_Directions for this task_
Arrange everything from the line containing "Spot child's hand" down to the last line of the items, both ends included, as a Markdown table with the columns Row and Line, skipping blank lines. Leave the pictures out of the table.

_Information supplied_
* * * * *

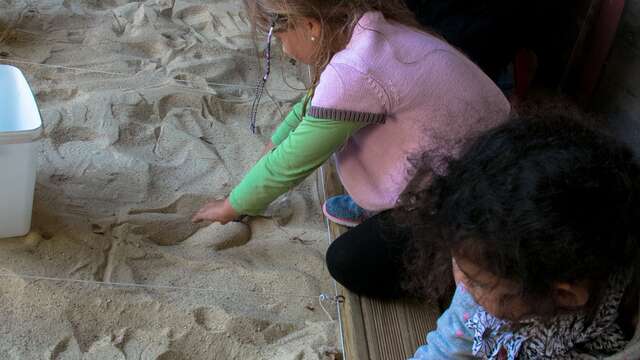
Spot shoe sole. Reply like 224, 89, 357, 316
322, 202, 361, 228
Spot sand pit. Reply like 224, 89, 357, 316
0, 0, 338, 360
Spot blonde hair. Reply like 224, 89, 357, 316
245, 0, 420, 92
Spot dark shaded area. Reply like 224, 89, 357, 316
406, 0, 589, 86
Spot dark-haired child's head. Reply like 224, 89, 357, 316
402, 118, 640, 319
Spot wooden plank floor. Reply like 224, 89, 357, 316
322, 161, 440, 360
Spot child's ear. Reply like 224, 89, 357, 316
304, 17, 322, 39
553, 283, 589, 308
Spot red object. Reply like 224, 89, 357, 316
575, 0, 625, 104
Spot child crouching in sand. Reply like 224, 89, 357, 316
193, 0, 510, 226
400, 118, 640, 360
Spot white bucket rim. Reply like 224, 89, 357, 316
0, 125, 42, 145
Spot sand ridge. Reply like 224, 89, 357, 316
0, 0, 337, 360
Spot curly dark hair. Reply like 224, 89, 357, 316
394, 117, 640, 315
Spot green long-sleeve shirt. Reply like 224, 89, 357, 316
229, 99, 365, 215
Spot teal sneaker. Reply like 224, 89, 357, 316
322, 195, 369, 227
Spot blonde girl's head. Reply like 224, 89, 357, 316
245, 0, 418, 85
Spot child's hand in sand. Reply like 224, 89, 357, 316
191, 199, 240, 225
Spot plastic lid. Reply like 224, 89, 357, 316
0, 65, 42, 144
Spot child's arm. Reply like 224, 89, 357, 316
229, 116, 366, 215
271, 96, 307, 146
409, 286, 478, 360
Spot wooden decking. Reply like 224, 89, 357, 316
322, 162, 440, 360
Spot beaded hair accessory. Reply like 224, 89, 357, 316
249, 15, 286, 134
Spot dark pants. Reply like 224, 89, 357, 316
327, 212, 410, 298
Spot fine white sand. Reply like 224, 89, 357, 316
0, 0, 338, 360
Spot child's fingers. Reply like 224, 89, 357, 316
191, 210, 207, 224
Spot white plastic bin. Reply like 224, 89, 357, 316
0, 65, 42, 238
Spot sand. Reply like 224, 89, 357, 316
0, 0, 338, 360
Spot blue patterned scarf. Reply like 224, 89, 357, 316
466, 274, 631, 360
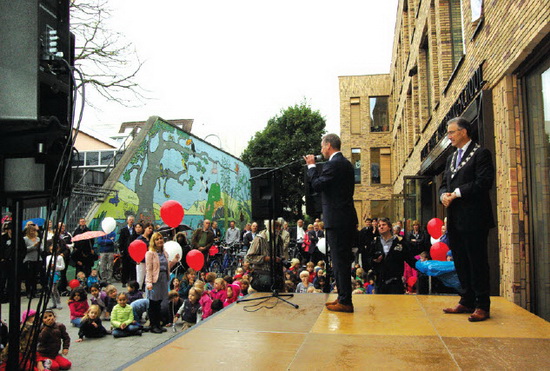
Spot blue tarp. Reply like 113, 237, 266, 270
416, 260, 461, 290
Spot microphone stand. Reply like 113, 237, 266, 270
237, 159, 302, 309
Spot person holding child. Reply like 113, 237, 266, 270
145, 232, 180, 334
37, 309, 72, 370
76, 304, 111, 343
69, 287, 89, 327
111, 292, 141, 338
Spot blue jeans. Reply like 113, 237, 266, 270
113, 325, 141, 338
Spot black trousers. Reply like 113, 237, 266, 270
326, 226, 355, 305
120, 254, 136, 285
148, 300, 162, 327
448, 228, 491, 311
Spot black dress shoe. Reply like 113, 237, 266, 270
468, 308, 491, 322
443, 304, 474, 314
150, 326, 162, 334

* * * * *

_Solution to the exercise_
| Row | Line |
|---|---|
| 1 | Spot child's hand in sand. Reply like 224, 89, 357, 316 |
| 2 | 191, 199, 240, 225 |
| 3 | Spot plastic lid. Reply like 224, 89, 357, 316 |
| 4 | 0, 65, 42, 144 |
| 5 | Spot child's arm. Reply like 224, 89, 357, 316 |
| 6 | 229, 116, 366, 215 |
| 7 | 271, 96, 307, 146 |
| 8 | 409, 286, 478, 360 |
| 9 | Spot wooden decking. Reply like 224, 89, 357, 316 |
| 10 | 322, 162, 440, 360 |
| 11 | Spot beaded hair accessory. Reply like 224, 89, 357, 316 |
| 12 | 249, 15, 286, 134 |
| 13 | Spot dark pants. Reply like 224, 89, 357, 316 |
| 14 | 327, 212, 410, 298 |
| 15 | Spot fine white sand. Reply like 224, 89, 357, 316 |
| 16 | 0, 0, 338, 360 |
| 17 | Spot child's fingers. Reply like 224, 89, 357, 316 |
| 18 | 191, 210, 207, 224 |
| 19 | Spot white plastic bin. Reply like 224, 89, 357, 316 |
| 20 | 0, 65, 42, 238 |
| 21 | Spot sand. Reply like 224, 89, 357, 316 |
| 22 | 0, 0, 338, 360 |
| 23 | Spot blue patterned scarf. Reply like 224, 89, 357, 316 |
| 24 | 466, 274, 631, 360 |
| 25 | Spot blue tarp. Reply like 113, 237, 266, 270 |
| 26 | 416, 260, 461, 290 |
| 27 | Spot microphone stand. Reply like 113, 237, 266, 270 |
| 28 | 237, 159, 302, 309 |
| 29 | Spot person holding child. Reply like 113, 237, 266, 270 |
| 30 | 145, 232, 180, 334 |
| 31 | 37, 309, 72, 370 |
| 32 | 76, 304, 111, 343 |
| 33 | 69, 287, 89, 327 |
| 34 | 111, 292, 141, 338 |
| 35 | Spot blue jeans. Reply like 113, 237, 266, 270 |
| 36 | 113, 325, 141, 338 |
| 37 | Spot black trousers. Reply like 113, 237, 266, 270 |
| 38 | 326, 226, 355, 305 |
| 39 | 120, 254, 136, 285 |
| 40 | 148, 300, 162, 327 |
| 41 | 448, 228, 491, 311 |
| 42 | Spot black dress shoe. Reply like 113, 237, 266, 270 |
| 43 | 468, 308, 491, 322 |
| 44 | 443, 304, 474, 314 |
| 45 | 150, 326, 162, 334 |